> **TEXT EXCERPT**
There are many veterans in New Jersey who sustained injuries while on active duty. Many of those veterans have a disability rating-permanent and total-of 100 percent. Such veterans should be aware that, in addition to the benefits provided by the Department of Veterans Affairs, they are also eligible for Social Security Disability Benefits. However, to obtain SSD benefits, a wounded veteran must apply separately, based on the criteria set by the Social Security Administration.
A VA compensation rating of 100 percent does not guarantee SSD benefits for a wounded veteran. For SSD benefits, a wounded veteran must be “disabled” according to the SSA’s definition. That means a wounded veteran’s medical condition must be the reason for the inability to work. Also, the disability must have already lasted for one year and it should likely continue for one additional year or permanently. Also, wounded veterans should be aware that receiving SSD benefits does not affect the benefits that he or she is receiving from the VA. This requirement began on March 17, 2014.

(Records excerpted from a collection)
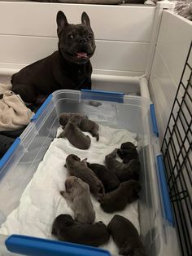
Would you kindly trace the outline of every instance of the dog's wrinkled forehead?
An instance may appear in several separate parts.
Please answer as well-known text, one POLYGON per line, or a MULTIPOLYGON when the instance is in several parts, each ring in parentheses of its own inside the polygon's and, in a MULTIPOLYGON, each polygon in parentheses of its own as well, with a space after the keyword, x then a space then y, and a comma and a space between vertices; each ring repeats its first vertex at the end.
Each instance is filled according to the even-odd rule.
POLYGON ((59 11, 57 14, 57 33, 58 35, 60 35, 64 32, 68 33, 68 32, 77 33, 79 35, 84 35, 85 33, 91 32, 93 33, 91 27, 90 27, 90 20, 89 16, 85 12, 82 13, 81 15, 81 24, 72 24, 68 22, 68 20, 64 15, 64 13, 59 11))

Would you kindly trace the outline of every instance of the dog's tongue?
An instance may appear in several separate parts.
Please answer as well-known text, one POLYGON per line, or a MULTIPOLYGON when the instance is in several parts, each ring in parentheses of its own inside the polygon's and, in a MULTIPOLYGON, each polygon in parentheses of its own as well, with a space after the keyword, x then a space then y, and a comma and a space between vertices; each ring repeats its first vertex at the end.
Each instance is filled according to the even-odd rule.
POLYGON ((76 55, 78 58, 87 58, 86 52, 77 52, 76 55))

...

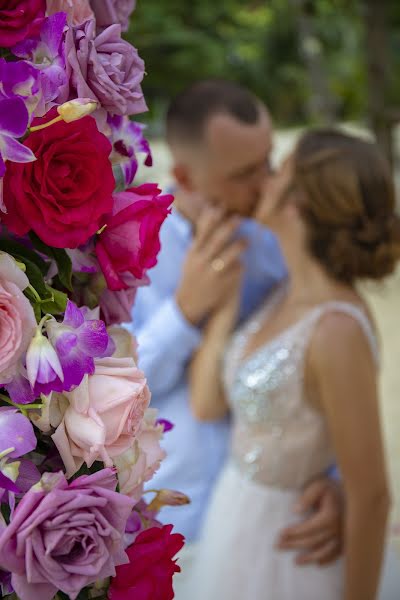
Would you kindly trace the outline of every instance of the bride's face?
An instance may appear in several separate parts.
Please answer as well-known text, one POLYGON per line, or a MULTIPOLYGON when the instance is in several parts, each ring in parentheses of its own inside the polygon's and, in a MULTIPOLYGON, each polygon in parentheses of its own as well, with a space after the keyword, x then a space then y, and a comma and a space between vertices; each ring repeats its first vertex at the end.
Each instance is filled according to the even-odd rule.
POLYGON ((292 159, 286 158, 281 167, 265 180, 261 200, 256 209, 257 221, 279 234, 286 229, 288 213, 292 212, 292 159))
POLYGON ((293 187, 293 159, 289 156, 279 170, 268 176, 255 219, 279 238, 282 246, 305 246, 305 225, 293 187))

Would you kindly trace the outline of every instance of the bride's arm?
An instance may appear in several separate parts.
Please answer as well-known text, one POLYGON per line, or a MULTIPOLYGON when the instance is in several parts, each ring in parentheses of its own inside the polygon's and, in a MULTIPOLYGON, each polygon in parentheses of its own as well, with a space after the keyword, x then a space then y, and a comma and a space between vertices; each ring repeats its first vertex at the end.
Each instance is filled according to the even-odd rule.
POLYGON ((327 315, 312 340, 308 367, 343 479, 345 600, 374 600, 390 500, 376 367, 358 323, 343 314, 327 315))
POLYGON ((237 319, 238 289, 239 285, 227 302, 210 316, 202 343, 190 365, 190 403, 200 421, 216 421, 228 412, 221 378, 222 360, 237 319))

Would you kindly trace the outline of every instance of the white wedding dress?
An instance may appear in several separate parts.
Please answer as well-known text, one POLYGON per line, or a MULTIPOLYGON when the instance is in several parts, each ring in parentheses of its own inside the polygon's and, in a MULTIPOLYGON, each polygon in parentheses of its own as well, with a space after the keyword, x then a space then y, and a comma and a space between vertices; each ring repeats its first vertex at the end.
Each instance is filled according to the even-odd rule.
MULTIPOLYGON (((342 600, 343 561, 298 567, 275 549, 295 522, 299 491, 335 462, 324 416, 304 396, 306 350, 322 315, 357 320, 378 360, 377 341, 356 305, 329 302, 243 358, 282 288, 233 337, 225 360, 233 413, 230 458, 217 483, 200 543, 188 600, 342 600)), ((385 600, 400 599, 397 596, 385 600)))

...

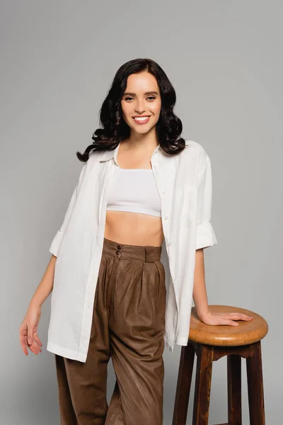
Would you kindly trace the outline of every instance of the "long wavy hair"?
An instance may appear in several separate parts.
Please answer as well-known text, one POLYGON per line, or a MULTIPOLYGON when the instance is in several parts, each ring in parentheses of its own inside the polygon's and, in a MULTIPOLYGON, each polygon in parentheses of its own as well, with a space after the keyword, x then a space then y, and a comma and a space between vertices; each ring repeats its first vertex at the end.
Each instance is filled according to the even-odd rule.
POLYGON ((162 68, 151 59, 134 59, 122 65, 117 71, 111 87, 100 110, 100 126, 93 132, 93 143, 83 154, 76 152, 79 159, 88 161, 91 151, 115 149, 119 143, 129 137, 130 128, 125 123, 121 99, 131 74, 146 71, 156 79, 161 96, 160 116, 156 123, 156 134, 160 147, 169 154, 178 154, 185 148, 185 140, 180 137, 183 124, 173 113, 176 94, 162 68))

> **ACTIONS TO TAKE**
**A)** In the text on veterans and Social Security Disability benefits, how long must a veteran's disability have already lasted?
**B)** Reproduce the part of the text on veterans and Social Security Disability benefits that opens with the words containing "A VA compensation" and closes with "March 17, 2014.".
**C)** Pick up the text on veterans and Social Security Disability benefits where it stops and continue it.

> **ANSWERS TO THIS EXERCISE**
**A)** One year.

**B)**
A VA compensation rating of 100 percent does not guarantee SSD benefits for a wounded veteran. For SSD benefits, a wounded veteran must be “disabled” according to the SSA’s definition. That means a wounded veteran’s medical condition must be the reason for the inability to work. Also, the disability must have already lasted for one year and it should likely continue for one additional year or permanently. Also, wounded veterans should be aware that receiving SSD benefits does not affect the benefits that he or she is receiving from the VA. This requirement began on March 17, 2014.

**C)**
In order to apply for SSD benefits, a wounded veteran must first be identified as a “veteran rated 100% P&T” and also provide a letter from the VA, which details this P&T rating. The amount of time it takes for the benefits to be regularized depends on a number of factors. However, the three major factors are the nature of the disability, the amount of time taken to collect all medical evidence and whether the SSA requires that the wounded veteran have further medical examinations.
Like other recipients of benefits from programs run by the SSA, wounded veterans are also eligible for the Social Security Disability Insurance and the Supplemental Security Income program based on their needs. However, applying for SSD benefits has always been a fairly complicated process and now, with the SSDI program under great scrutiny, wounded veterans can expect the process to be even more complicated. Therefore, it may be a wise decision to seek assistance from an experienced Social Security Benefits attorney.